Extract exactly and only the lines of the data below, starting at the line with "the fingernail, giving" and stopping after the final line.
-- begin Material for this exercise --
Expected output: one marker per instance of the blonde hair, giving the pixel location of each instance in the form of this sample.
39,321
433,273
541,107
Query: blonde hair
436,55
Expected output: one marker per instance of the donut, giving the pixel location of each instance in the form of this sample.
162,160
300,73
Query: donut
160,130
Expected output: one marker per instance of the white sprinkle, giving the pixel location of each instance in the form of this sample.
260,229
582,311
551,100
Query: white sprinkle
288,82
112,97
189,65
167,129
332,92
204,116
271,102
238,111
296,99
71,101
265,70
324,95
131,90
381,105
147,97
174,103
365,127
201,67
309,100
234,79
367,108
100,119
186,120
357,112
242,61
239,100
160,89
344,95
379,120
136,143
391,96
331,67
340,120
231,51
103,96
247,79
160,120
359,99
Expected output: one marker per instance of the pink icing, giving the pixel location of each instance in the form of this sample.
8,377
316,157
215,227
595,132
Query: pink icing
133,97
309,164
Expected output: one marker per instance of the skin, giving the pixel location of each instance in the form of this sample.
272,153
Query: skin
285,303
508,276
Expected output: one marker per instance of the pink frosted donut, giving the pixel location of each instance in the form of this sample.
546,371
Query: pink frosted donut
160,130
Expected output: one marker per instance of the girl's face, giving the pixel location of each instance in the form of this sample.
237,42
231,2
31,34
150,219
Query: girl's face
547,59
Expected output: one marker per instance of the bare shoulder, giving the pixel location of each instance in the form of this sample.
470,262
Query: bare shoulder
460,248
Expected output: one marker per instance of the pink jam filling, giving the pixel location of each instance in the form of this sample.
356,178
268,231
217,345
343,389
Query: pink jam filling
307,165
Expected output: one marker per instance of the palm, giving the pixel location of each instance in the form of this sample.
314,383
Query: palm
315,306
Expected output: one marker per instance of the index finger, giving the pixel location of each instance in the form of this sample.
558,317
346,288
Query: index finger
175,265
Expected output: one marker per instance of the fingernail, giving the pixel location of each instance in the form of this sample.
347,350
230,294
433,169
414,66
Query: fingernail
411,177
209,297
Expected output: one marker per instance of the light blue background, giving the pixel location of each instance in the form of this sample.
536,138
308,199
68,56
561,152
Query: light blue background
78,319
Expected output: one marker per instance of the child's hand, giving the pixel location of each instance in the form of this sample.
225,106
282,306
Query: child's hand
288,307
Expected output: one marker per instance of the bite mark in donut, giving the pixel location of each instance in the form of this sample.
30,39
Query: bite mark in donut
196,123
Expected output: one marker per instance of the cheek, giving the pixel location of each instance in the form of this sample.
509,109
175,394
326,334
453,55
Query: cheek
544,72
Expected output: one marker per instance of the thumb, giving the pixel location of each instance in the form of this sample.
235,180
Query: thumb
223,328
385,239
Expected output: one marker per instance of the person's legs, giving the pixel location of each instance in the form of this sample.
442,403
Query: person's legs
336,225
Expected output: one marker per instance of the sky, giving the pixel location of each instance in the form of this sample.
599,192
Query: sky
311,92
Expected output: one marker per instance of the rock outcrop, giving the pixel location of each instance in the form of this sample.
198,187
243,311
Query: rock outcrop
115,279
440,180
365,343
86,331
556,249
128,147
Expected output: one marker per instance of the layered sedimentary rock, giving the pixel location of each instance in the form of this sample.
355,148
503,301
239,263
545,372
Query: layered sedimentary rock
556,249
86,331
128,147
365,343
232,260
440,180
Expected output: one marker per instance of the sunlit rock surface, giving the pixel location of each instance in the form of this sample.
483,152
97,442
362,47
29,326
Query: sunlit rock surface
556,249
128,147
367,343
-- end Material for this exercise --
● Solution for this task
Expected output: one marker per instance of the fingernail, giving the pixel location of each instance in the form of this sample.
347,350
230,294
433,169
414,66
Query: fingernail
411,177
209,297
Expected output: one marker per instance of the light blue background, giving the pixel location of each instance in the form of this sample.
536,138
308,199
68,56
561,152
Query: light blue background
78,319
Expected output: one marker per instance of the child's hand, giving the pixel location of each instance in the form of this sample.
225,106
282,306
Query: child's hand
288,307
Expected output: one marker per instance of the bite mark in donut, giving the pixel location of each instance in the form of this sample.
30,39
Query: bite mark in donut
196,123
Expected output: one marker per instance of the cheek, giving the pixel location of each instance in the form of this sample.
509,109
175,394
326,334
453,55
Query: cheek
544,72
Expected output: one marker per instance of the thumb, giving the pixel location of each instance in the form of this sample.
235,180
Query: thumb
223,328
385,239
Expected output: one marker per instance of the person's legs, giving the pixel location of each instance in the form of this sample.
442,403
Query: person's legs
336,225
Expected output: one marker per instance of the sky, giving the pixel location of each instance in the form of this sample.
599,192
Query: sky
311,92
Expected output: one marker per instance of the rock outcrop, giving the pixel location of each instance in the form of this sample.
198,187
243,311
Query: rock outcrop
115,279
440,180
365,343
86,331
556,249
128,147
Expected output: one marker per instance of the layered sedimentary rock, giving the pixel location of each instance in the form of this sample.
355,148
503,301
239,263
545,372
Query: layered sedimentary rock
556,249
86,331
128,147
365,343
232,260
440,180
Expected output: one marker per instance of the sunlit rock surface, giving the pixel location of each instance in the form of this sample.
483,152
97,442
362,47
29,326
Query: sunlit rock surface
556,249
128,147
367,343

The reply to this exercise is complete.